Records from a data source
□ □ □ □

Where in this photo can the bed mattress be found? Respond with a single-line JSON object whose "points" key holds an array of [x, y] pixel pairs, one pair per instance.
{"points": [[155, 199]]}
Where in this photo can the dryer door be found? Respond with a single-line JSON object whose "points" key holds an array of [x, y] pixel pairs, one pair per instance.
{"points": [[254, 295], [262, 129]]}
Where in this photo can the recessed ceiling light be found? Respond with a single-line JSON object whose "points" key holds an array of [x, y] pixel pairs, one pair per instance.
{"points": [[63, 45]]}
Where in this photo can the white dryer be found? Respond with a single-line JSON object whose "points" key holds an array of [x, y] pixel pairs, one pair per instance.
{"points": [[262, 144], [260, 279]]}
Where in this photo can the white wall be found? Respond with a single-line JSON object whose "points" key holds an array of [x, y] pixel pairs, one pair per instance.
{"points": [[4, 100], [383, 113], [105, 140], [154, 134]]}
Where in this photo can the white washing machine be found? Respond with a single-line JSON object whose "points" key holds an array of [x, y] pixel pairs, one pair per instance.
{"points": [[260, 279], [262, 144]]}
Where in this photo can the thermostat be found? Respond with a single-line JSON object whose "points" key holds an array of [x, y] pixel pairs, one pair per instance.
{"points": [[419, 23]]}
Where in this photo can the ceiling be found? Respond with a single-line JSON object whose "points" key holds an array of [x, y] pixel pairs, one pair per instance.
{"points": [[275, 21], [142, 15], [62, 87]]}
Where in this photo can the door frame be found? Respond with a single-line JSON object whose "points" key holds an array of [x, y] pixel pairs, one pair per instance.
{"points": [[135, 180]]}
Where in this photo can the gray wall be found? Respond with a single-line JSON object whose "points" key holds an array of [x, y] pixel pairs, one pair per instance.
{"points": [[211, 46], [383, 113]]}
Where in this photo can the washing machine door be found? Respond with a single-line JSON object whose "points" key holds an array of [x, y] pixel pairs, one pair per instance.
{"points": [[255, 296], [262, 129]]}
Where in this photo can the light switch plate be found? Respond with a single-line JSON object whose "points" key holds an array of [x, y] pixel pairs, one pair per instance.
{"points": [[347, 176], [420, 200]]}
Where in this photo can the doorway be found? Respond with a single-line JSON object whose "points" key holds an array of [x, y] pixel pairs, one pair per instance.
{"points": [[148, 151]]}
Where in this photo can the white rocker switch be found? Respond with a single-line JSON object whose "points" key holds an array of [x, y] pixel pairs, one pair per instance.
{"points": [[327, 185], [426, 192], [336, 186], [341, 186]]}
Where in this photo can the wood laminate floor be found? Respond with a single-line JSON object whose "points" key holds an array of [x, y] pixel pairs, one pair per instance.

□ □ □ □

Rewrite every row above with "single-line JSON object" replaced by "one-line JSON object" wherever it appears, keeping everything else the same.

Solution.
Where in this photo can the bed mattress be found? Respond with a one-line JSON object whose "points" key holds an array of [x, y] pixel pairs, one pair per instance.
{"points": [[155, 199]]}
Where in this photo can the dryer door be found? Respond with a one-line JSON object whose "points" key holds an array of [x, y] pixel pairs, one pair per instance.
{"points": [[254, 295], [262, 129]]}
Where in this photo can the recessed ceiling light be found? Respond with a one-line JSON object whose "points" key holds an array of [x, y] pixel pairs, one pair per instance.
{"points": [[63, 45]]}
Where in this photo can the white dryer be found? Respond with a one-line JSON object whose "points" key holds an array of [x, y] pixel pairs, one pair per instance.
{"points": [[262, 144], [260, 279]]}
Where in this photo can the white wall be found? Respond with a one-line JSON object whose "points" key holds an array of [x, y] pixel pairs, one pair per instance.
{"points": [[4, 100], [383, 113], [105, 140], [154, 134]]}
Where in this photo can the white washing machine be found? Respond with a one-line JSON object whose "points" key holds an array of [x, y] pixel pairs, one pair per instance.
{"points": [[260, 279], [262, 144]]}
Where in this photo can the thermostat be found? Respond with a one-line JSON object whose "points" key holds an array of [x, y] pixel pairs, one pair per instance.
{"points": [[419, 23]]}
Where in this photo can the ceiling be found? Respond with a one-line JSON object whose "points" key holds an array of [x, y] pixel pairs, one pair per instance.
{"points": [[275, 21], [142, 15], [62, 87]]}
Where in this photo can the door frame be found? Respond with a one-line JSON object whose "points" key holds an array of [x, y] pixel pairs, one pair per instance.
{"points": [[135, 180]]}
Where in this photo can the gray wall be found? Respond with a one-line JSON object whose "points" key holds an array of [x, y] pixel pairs, one pair per instance.
{"points": [[211, 46], [383, 113]]}
Where in this photo can the washing machine door be found? Respond with a one-line JSON object whose "points" key holds an array of [x, y] pixel pairs, one pair per instance.
{"points": [[255, 296], [262, 129]]}
Where in this photo can the light switch plate be found? Respond with a one-line JSON object whose "points" key holds an array of [x, y] pixel pairs, one pair per instance.
{"points": [[347, 176], [420, 200]]}
Where in this photo can the doorway be found? Respond with a one-line JSON object whose "points" key holds an array of [x, y] pixel pairs, one pair per instance.
{"points": [[148, 151]]}
Where in this photo can the white rocker switch be found? Respond with a one-line JSON object whose "points" key holds an array of [x, y] pixel pairs, one pair per instance.
{"points": [[327, 185], [426, 192], [336, 186], [341, 186]]}
Where in this photo can the wood laminate floor be found? Respond with a one-line JSON object whose "points" key holds an array of [x, y] pixel pairs, one pair per instance.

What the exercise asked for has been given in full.